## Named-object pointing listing
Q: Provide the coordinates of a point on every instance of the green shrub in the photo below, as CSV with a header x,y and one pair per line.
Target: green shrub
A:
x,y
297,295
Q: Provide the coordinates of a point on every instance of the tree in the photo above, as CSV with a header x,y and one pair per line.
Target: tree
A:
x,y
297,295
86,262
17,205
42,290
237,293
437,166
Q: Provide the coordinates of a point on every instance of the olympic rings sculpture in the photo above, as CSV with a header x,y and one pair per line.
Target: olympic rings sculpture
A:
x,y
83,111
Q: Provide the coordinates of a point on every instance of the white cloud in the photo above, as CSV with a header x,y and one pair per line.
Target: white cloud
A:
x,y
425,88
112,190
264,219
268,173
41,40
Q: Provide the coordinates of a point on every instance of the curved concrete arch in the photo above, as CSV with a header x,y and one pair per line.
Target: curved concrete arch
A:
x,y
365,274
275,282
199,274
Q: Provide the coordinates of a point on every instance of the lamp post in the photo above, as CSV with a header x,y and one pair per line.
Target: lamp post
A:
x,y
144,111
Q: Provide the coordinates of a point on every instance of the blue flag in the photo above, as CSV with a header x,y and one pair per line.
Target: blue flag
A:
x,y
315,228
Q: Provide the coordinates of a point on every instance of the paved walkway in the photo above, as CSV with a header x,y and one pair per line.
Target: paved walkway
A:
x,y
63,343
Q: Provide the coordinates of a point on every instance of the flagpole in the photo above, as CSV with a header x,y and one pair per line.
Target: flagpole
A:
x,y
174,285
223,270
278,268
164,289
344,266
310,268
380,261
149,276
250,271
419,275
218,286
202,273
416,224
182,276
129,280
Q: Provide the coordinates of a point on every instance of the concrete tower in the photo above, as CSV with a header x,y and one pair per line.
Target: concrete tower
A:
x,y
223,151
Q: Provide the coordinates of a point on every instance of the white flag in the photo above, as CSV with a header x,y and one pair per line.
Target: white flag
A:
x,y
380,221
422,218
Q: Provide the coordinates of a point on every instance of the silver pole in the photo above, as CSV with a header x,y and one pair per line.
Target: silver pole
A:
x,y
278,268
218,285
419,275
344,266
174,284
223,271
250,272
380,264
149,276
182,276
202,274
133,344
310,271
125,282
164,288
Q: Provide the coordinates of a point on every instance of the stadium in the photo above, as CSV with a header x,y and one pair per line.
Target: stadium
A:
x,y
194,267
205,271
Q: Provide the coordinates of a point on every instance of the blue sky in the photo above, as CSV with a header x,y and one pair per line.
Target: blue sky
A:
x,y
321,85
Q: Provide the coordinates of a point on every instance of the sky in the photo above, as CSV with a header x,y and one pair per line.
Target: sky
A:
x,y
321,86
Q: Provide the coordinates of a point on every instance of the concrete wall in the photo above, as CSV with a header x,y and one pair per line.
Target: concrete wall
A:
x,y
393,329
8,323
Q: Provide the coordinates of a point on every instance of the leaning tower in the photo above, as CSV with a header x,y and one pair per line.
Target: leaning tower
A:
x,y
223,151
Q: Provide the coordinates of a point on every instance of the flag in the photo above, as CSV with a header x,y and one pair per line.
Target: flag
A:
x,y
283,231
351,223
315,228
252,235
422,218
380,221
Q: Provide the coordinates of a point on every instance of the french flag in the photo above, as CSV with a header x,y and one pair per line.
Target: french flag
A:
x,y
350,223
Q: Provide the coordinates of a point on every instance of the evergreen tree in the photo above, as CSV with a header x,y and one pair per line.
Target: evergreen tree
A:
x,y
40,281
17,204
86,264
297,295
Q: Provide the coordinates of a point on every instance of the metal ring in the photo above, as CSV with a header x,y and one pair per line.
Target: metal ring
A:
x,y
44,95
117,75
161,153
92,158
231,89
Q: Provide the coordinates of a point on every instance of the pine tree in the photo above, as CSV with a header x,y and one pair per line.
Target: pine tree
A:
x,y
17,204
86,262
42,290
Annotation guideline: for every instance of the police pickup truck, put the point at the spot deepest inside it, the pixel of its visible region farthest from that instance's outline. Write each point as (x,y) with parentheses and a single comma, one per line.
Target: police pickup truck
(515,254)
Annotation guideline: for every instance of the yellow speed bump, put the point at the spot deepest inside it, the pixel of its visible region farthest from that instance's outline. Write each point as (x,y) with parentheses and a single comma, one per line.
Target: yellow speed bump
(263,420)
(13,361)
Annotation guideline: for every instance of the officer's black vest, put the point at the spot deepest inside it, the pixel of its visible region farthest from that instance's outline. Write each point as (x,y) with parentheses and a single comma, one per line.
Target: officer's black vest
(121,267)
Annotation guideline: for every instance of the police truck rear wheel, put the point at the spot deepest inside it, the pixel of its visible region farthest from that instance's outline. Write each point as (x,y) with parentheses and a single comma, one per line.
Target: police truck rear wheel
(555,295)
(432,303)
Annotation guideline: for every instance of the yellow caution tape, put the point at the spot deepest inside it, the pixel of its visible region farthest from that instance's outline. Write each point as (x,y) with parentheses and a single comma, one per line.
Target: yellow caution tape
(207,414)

## Aim
Reproduce everything in the listing above from the line containing "of the evergreen" down through the final line of the listing, requests included. Raise every coordinate value in the answers by 134.

## Answer to this task
Q: Provide the coordinates of a point on every instance of the evergreen tree in the photo above, as CSV with a header x,y and one pair per line.
Target: evergreen tree
A:
x,y
174,415
151,338
220,398
431,429
Q: Provide the coordinates of a point on every instance of the metal ring in the photo above, as CSV with a header x,y and one pair per line.
Target: metal ring
A:
x,y
178,229
251,209
295,287
226,292
365,223
Q: Provide the coordinates of a point on every instance of the pine tree in the photo above, as CSV with a header x,y and one pair per line.
Target: pine tree
A:
x,y
151,338
220,396
176,424
Annotation guideline: for every instance of the police pickup truck, put the point at the spot deepest inside it, the pixel of its visible region farthest from that instance's outline. Write each point as (x,y) with parentheses and a single comma, one per line.
Target: police pickup truck
(649,388)
Annotation guideline: for every instance of the yellow speed bump, put the point at the spot deepest inside it, the pixel of its visible region farthest from that instance's outline. Write each point as (x,y) with parentheses and a single comma, one per line.
Target: yellow speed bump
(397,554)
(147,495)
Annotation guideline: for every instance of the officer's black vest, put the point at the spot deepest inside it, the pixel of its visible region farthest from that instance's outline. Write each point as (x,y) with parentheses and a single comma, one per line.
Target: officer's black vest
(255,401)
Annotation guideline: for every instance of the police truck rear wheel, put the point at the spot deepest inside it, the pixel of its visible region farthest from that instance's outline. Write each point as (x,y) with parentheses and a single comma, one per line.
Target: police truck rear wheel
(689,429)
(566,437)
Annotation guideline: for every instance of the yellow caution tape, put the point at the spot deepest inside it, the pixel of its visible region farthest from that instance's outline. Write each point as (x,y) with parentheses and a single comma, one per line.
Target: yellow caution tape
(341,548)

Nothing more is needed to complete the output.